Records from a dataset
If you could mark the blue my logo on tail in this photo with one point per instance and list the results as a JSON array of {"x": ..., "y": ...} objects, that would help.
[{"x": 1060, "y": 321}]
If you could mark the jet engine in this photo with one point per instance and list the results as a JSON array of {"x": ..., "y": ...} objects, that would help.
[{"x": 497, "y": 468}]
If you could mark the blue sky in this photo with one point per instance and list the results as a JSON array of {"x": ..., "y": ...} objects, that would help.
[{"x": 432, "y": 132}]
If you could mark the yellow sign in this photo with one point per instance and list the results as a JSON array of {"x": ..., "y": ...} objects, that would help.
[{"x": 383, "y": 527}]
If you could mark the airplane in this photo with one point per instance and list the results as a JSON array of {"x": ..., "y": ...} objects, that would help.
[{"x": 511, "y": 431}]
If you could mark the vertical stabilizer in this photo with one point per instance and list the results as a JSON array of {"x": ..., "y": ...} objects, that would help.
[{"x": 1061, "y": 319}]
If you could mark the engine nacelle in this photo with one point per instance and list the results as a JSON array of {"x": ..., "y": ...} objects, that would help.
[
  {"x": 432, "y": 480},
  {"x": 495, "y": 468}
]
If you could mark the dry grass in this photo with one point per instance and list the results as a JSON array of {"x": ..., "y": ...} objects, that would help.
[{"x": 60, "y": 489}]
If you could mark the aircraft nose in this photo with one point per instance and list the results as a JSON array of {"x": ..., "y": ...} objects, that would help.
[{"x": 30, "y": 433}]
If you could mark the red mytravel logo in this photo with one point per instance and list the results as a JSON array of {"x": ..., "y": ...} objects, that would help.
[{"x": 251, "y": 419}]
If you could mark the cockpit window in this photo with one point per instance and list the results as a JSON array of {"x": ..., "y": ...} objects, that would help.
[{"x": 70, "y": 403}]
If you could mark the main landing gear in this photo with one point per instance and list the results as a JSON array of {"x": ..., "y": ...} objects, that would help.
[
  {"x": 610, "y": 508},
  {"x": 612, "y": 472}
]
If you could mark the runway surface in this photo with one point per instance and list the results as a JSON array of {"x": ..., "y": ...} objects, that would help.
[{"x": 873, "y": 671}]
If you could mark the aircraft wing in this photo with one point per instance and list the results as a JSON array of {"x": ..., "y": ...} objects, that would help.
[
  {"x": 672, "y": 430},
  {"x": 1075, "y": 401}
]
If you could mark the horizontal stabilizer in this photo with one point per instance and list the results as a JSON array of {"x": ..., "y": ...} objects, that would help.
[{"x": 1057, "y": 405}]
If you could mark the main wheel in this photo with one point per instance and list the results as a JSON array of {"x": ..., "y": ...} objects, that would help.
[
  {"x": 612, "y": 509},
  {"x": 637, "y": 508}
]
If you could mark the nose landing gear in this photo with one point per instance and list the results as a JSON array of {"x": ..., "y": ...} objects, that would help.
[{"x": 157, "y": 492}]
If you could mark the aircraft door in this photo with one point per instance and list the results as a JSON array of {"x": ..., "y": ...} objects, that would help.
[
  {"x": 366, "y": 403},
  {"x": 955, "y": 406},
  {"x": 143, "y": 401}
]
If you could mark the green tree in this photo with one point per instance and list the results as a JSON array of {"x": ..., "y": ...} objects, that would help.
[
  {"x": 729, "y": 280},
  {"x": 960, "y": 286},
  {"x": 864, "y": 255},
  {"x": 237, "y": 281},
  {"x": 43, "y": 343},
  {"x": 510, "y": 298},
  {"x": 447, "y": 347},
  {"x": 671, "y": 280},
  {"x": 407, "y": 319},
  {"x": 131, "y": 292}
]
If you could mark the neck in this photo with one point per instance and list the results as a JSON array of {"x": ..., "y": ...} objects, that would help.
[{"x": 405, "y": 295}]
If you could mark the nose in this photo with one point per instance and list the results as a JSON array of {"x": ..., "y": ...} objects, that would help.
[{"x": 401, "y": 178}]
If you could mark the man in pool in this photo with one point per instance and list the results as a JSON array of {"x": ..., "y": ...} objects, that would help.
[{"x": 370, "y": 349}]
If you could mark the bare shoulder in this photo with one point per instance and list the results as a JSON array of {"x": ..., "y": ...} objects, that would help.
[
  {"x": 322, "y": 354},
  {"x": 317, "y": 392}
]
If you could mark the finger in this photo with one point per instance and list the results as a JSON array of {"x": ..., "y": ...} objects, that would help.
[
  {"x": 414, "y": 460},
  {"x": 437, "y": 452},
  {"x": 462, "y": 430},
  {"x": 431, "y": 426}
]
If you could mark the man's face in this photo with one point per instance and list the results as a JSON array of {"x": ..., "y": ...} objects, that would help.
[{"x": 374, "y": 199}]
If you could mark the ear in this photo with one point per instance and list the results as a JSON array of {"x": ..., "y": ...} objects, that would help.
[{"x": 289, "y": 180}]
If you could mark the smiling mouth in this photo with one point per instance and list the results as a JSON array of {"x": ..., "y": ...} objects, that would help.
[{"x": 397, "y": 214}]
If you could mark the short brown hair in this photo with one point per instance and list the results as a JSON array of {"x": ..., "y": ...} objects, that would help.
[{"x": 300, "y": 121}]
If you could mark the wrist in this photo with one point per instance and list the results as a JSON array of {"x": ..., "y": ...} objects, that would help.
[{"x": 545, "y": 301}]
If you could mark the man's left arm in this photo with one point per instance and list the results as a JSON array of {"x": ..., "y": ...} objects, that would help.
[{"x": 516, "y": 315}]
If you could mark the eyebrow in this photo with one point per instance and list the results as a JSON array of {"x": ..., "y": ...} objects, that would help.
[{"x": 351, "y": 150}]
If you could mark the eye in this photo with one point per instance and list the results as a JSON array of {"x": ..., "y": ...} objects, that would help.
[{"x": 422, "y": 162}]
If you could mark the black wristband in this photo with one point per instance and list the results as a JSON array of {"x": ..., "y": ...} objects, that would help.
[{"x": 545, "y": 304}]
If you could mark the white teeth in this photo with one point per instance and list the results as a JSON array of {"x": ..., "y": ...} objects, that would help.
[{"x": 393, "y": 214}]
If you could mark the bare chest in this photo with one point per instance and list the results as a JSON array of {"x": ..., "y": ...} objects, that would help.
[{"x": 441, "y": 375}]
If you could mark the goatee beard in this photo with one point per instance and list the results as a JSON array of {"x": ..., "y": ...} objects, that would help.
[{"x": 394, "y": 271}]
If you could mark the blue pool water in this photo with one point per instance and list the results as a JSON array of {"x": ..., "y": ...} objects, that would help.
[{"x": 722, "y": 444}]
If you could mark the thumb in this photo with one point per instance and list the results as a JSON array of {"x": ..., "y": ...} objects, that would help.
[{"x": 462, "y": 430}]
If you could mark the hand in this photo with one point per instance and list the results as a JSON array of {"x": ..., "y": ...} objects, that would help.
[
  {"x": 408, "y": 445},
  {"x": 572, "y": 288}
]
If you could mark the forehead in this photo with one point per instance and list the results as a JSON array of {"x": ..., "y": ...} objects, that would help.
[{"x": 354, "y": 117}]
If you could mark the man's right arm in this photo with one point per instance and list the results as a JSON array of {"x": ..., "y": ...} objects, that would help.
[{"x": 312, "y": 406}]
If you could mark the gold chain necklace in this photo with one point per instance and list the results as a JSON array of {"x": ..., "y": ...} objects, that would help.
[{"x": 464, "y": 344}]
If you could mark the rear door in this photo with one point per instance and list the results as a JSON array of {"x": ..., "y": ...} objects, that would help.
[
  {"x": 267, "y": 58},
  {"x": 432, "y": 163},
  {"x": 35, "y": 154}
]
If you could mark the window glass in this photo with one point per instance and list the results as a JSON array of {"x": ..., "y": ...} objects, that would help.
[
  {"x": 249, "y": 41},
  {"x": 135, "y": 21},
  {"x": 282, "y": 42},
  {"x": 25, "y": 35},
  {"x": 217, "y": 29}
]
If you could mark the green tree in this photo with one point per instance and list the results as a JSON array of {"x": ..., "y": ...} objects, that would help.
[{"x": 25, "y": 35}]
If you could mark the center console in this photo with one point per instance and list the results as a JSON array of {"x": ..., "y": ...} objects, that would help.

• _WORK REQUIRED_: Reproduce exactly, with nothing added, the lines from the one that contains "If you could mark the man's right" to the end of the data.

• _WRITTEN REPLY_:
If you could mark the man's right arm in this photo with one point per instance and list the results as a JSON array of {"x": ..., "y": ...} objects, that would help.
[{"x": 312, "y": 406}]
If you could mark the gold chain necklace in this photo with one point per instance and list the results as a JSON array of {"x": ..., "y": ...} objects, that would help.
[{"x": 464, "y": 344}]
If you could mark the rear door in this photo with one point per instance and list the results as a JSON array of {"x": ..., "y": ...} objects, that would help.
[
  {"x": 267, "y": 58},
  {"x": 432, "y": 163},
  {"x": 35, "y": 154}
]
If you could mark the window glass in this photo with one point per instance and list the results as a JSON array of {"x": ..., "y": ...} objects, that would help.
[
  {"x": 249, "y": 41},
  {"x": 135, "y": 21},
  {"x": 282, "y": 42},
  {"x": 25, "y": 35},
  {"x": 217, "y": 29}
]
If you could mark the green tree in this photo with one point per instance and list the results as a JSON array of {"x": ..., "y": ...} objects, that would help.
[{"x": 25, "y": 35}]
If you could mark the center console in this photo with one point per instance and list the results as a JSON array of {"x": ..., "y": ...} objects, that would help.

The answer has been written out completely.